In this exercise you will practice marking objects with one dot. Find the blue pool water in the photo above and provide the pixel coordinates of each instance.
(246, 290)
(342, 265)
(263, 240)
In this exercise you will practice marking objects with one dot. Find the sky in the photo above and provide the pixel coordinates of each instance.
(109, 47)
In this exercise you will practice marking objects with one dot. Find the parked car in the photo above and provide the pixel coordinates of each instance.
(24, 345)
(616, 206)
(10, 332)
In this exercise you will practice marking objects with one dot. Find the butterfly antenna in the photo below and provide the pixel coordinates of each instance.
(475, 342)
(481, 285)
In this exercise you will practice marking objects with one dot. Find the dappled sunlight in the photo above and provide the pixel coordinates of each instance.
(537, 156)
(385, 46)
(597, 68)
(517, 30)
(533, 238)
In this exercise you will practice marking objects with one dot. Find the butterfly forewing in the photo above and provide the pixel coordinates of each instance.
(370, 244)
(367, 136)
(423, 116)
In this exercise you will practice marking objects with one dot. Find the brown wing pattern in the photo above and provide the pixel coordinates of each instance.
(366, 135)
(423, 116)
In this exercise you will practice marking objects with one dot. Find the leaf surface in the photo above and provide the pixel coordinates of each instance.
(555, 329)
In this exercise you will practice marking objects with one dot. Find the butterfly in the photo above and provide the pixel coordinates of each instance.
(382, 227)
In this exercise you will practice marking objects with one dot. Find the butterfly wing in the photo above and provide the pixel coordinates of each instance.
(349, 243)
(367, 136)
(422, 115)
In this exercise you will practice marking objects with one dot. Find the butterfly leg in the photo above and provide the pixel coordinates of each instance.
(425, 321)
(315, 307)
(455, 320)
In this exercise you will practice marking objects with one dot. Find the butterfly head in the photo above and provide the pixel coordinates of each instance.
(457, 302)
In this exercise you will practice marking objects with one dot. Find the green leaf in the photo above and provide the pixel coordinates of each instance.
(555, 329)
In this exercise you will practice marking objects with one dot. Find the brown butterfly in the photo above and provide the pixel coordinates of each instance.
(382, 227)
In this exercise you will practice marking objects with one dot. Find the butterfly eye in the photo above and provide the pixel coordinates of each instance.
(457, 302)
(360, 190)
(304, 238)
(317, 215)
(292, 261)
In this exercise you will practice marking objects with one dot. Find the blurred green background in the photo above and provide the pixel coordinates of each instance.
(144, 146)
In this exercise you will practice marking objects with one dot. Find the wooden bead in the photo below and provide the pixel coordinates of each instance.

+ + + + + + +

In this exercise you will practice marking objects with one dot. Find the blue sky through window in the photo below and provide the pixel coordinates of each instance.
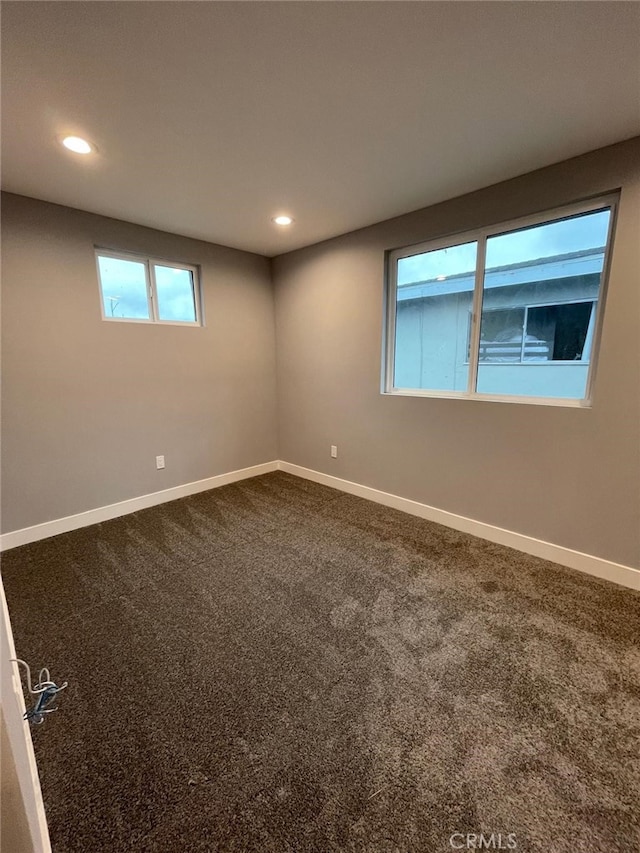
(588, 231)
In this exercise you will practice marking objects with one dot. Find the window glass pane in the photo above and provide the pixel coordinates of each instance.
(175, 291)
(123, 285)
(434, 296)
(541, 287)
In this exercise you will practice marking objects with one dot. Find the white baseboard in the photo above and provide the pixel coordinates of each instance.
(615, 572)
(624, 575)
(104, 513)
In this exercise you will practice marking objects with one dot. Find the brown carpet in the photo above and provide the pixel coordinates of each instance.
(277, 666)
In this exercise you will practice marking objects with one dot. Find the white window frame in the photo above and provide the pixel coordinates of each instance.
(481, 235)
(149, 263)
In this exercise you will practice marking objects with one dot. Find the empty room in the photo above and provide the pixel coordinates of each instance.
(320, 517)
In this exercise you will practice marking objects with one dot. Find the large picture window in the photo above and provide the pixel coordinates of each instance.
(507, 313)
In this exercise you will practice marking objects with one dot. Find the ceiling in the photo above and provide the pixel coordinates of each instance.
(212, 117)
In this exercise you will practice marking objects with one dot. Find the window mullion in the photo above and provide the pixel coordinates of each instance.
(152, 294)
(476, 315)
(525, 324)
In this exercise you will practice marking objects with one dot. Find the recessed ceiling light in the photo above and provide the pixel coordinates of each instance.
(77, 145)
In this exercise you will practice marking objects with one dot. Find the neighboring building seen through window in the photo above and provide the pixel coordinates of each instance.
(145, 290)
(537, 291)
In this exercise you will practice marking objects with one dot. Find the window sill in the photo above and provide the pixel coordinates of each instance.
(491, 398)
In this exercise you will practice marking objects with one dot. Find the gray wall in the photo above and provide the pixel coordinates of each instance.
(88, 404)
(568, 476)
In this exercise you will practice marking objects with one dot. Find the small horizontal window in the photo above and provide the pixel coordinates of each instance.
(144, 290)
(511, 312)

+ + + + + + +

* WHAT YOU HAVE TO DO *
Above this instruction are the records; retype exactly the lines from the one containing "Find the green" up to and including the one containing "Find the wooden".

* EXERCISE RESPONSE *
In this exercise you will practice marking objects with one dot. Find the green leaf in the photo above and provide the pixel coordinates of each instance.
(555, 329)
In this exercise you will practice marking objects with one dot. Find the brown butterfly in the photo above and provide the pixel coordinates of each instance.
(382, 227)
In this exercise you will practice marking objects with one dot. Find the butterfly eye in the photo above and provide the pixel coordinates of each instance.
(457, 302)
(360, 190)
(304, 238)
(317, 215)
(292, 261)
In this exercise you will practice marking objects with one dot. Find the blurred green background in the photo above and provide the pixel coordinates of each instance.
(144, 146)
In this exercise you will practice marking objects with one dot. Find the wooden bead in the photo below and provide the pixel coordinates of each instance.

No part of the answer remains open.